Brief 1: Show each line of the records that contains the string "wooden", matching case exactly.

Where: To reach Pildappa Rock, turn north off the Eyre Highway at Minnipa, 270km west of Port Augusta, and follow the signs. Stay: Camping at the base of the rock is free (donations accepted). Toilets, a picnic shelter and gas barbecues are provided (pets OK, phone coverage). Pack: A camera. Don’t miss: Rising early to catch sunrise on the rock.
Legges Tor, Ben Lomond National Park, TAS
You won’t need to lace up your hiking boots to reach the top of Tasmania’s second highest cluster of peaks, but the daring, white-knuckled drive up Jacob’s Ladder is sure to test your nerves. This skinny road etched precariously into the mountainside switchbacks to the top of Legges Tor where a lookout offers you grand views of the fluted black dolerite cliffs and forests of Ben Lomond National Park.
After your heart-stopping climb, reaching Ben Lomond’s ski village is a huge relief, nestled beneath Legges Tor (1572m). The ski fields surrender to walkers over Tassie’s fleeting summer, and as you wander to the top, you’ll find just enough old snow to shape a few snowballs and start a fight.
Halfway back down the mountain, a national park campground is suitable for compact caravans and is a top spot to stoke a roaring campfire and toast some marshmallows.
Where: Ben Lomond National Park is located 50km east of Launceston. Park your caravan in the campground before tackling Jacobs Ladder. Stay: Six free bush campsites provide firepits, toilets and a picnic shelter (small to medium-sized rigs only). Camping is free (wood provided, BYO water, no pets). In May 2020, national park entry will jump from $24/vehicle to $40 and a four-week holiday pass will go from $60 to $80/vehicle. Pack: Marshmallows. Don’t miss: Filming your own YouTube clip as you climb Jacobs Ladder.
Cape Bridgewater, Portland, VIC
Salty sea views and a 650-strong colony of Australian fur seals lure walkers onto this easy, breezy trail that teeters atop Victoria’s highest sea cliff. It’s a hugely scenic ramble that’s easy and thrilling, and the colony that gathers at the base of Cape Bridgewater is one of the mainland’s largest.
At trail’s end you can sit and wildlife watch from an airy viewing platform built out over the sea caves where big, brown fur seals feed and laze, hauled out on rock ledges far below. You’ll spot seabirds riding the thermals and looping down to snatch fish from the sea, and it’s hard to find a prettier spot than this to escape your worries and let your mind and feet wander.
The trail begins at a carpark above the surf club on Bridgewater Bay, and it takes 45 minutes to reach the seals. About 10 minutes into the walk, the clifftop trail descends to an old jetty where, at the turn of the 19th Century, Portland’s fishing boats were winched out of the sea at the end of each season and stored in sheds and a nearby sea cave.
After a 20-minute climb you’ll reach Stony Hill lookout on the very top of Victoria’s highest sea cliff at 130m. Stroll downhill to watch the whales and then retrace your steps, or continue along the Great South West Walk to the blowholes at Cape Duquesne (1.5 to 2 hours).
Where: Portland is 357km west of Melbourne and 108km from Mount Gambier. Stay: Henty Bay Beachfront Caravan Park has beachfront sites and there’s free camping at Sawpit Campground in nearby Mt Clay State Forest. Pack: SUPS, surfboards and fishing rods. Don’t miss: Portland’s ‘Petrified’ Forest.

Brief 2: Quote the travel guide word for word, from "Where: Ben Lomond" to "the mainland’s largest.", inclusive.

Dataset excerpts on object pointing:

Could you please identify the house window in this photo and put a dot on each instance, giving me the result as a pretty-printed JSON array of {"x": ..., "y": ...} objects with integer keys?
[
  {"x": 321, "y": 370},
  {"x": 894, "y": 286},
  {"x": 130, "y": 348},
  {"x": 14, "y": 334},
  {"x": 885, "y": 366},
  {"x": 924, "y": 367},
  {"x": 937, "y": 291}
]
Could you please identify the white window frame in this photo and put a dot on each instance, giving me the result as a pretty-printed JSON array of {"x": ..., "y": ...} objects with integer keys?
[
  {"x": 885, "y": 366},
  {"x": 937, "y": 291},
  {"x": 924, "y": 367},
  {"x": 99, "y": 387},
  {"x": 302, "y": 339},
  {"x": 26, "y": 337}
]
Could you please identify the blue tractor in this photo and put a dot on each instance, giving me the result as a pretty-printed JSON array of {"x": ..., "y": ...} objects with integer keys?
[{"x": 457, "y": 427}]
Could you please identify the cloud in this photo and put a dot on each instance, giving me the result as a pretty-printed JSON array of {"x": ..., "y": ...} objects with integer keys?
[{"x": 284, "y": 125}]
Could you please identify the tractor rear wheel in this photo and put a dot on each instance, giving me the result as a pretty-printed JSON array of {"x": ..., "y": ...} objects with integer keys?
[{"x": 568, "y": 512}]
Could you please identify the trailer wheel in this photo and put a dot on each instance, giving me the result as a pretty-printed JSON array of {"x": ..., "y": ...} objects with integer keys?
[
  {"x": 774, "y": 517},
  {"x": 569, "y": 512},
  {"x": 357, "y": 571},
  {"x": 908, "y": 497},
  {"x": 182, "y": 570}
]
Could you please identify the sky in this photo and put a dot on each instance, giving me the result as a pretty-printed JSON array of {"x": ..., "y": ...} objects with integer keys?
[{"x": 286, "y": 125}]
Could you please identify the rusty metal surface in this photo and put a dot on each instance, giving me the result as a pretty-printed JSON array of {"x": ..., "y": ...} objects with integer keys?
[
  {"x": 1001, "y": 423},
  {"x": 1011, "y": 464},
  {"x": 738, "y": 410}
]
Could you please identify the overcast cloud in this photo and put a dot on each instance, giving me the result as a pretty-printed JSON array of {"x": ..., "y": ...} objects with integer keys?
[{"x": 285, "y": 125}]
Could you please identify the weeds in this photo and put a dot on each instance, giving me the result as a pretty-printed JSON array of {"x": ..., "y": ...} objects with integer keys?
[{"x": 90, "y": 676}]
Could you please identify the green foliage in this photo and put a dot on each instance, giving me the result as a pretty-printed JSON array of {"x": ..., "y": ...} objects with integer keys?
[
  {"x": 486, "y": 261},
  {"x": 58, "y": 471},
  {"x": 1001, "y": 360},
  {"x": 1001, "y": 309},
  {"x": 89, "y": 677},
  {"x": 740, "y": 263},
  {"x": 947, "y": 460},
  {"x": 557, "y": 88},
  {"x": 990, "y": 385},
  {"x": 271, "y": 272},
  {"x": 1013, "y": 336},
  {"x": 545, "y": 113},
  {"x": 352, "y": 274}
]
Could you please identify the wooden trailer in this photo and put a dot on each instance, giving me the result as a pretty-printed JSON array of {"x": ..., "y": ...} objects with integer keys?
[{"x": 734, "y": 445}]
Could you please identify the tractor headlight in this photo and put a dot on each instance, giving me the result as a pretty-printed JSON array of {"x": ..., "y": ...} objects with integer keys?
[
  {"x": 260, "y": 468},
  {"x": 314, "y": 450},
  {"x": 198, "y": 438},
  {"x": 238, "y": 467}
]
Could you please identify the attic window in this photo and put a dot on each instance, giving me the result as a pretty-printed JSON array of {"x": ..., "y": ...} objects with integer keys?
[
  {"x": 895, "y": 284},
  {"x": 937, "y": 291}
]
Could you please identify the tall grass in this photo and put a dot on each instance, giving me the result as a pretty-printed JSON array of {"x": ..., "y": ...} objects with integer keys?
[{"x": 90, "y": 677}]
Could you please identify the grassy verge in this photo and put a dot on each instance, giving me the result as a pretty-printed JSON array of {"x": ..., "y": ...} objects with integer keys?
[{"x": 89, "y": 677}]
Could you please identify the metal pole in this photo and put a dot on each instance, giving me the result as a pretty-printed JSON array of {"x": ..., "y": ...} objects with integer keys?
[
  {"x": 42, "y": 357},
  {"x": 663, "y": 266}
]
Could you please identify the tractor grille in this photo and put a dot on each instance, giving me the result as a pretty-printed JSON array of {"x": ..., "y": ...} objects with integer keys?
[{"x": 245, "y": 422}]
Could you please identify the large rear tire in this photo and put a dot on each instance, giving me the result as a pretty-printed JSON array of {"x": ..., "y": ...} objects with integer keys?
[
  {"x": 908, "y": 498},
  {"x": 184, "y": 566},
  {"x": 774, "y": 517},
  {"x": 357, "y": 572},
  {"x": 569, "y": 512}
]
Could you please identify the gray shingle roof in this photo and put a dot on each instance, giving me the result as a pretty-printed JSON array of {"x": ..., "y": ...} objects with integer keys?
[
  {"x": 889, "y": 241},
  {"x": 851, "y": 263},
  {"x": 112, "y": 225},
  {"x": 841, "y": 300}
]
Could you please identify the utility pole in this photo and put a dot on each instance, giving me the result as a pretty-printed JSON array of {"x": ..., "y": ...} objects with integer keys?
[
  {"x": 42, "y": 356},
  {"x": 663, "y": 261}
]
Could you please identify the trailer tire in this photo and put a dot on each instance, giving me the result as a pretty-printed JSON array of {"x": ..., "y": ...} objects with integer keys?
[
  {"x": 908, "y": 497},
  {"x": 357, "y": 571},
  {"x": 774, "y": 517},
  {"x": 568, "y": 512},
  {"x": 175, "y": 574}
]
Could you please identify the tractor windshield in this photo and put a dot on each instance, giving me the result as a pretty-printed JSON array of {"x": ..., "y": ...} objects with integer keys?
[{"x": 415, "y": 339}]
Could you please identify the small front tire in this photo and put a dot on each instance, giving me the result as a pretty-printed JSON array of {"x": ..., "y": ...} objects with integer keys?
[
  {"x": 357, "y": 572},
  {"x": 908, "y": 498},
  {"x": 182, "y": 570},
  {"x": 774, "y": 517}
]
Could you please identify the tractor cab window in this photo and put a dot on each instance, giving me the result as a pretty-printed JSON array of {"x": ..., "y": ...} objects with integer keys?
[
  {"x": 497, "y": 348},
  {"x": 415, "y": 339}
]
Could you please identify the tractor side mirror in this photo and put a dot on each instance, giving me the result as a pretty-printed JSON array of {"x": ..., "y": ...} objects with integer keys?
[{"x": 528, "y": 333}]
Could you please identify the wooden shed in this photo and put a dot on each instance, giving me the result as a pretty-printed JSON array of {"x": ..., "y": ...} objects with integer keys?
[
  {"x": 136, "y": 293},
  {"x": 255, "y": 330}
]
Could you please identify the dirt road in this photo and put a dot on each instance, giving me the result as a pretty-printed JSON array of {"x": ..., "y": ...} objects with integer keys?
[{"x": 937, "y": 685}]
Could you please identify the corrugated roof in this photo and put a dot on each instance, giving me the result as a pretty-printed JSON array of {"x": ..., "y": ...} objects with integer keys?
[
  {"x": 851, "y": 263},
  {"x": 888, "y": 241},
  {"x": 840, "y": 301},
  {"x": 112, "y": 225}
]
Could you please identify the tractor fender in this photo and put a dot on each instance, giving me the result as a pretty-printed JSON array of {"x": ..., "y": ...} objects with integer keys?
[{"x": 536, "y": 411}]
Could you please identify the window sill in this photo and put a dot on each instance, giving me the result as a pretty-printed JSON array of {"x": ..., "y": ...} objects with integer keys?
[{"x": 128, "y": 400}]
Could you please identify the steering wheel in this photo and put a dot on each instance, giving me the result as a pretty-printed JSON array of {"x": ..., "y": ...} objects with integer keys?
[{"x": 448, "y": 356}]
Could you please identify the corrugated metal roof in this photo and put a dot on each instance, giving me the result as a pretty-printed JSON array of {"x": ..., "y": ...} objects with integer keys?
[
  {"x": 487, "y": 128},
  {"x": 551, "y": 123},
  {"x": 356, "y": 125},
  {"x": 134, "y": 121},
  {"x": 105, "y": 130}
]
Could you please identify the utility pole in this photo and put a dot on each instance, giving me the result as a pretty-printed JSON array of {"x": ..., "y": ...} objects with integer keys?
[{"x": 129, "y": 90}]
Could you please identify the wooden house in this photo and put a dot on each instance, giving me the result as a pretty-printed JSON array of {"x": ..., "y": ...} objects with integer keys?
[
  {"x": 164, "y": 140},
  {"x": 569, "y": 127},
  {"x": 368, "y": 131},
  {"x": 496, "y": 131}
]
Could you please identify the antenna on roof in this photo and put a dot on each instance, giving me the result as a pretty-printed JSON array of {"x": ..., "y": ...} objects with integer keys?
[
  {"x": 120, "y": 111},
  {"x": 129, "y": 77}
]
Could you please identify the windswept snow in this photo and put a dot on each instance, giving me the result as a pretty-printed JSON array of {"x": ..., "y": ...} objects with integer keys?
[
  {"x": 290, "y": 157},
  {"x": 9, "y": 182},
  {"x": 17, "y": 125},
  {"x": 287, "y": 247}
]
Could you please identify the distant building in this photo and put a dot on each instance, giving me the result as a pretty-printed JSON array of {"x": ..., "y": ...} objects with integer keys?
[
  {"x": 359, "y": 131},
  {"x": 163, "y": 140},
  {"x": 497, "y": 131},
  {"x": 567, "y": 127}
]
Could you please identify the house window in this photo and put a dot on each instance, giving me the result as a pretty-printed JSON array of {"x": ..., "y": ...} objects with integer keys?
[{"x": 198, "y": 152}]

Complete response 1:
Could you please identify the wooden trailer in this photo and put a dot on each instance, giving me the result as a pretty-printed JSON array of {"x": ..., "y": ...} objects with integer keys?
Could you please identify the wooden shed in this photo and put a dot on each instance, giving me the result as a pretty-printed JSON array of {"x": ..., "y": ...} objects with integer keys?
Could you please identify the wooden house in this photo and put a dot on each instance, giving me the result as a pretty-printed JSON array of {"x": ..., "y": ...} objects with integer keys?

Complete response 2:
Where: Ben Lomond National Park is located 50km east of Launceston. Park your caravan in the campground before tackling Jacobs Ladder. Stay: Six free bush campsites provide firepits, toilets and a picnic shelter (small to medium-sized rigs only). Camping is free (wood provided, BYO water, no pets). In May 2020, national park entry will jump from $24/vehicle to $40 and a four-week holiday pass will go from $60 to $80/vehicle. Pack: Marshmallows. Don’t miss: Filming your own YouTube clip as you climb Jacobs Ladder.
Cape Bridgewater, Portland, VIC
Salty sea views and a 650-strong colony of Australian fur seals lure walkers onto this easy, breezy trail that teeters atop Victoria’s highest sea cliff. It’s a hugely scenic ramble that’s easy and thrilling, and the colony that gathers at the base of Cape Bridgewater is one of the mainland’s largest.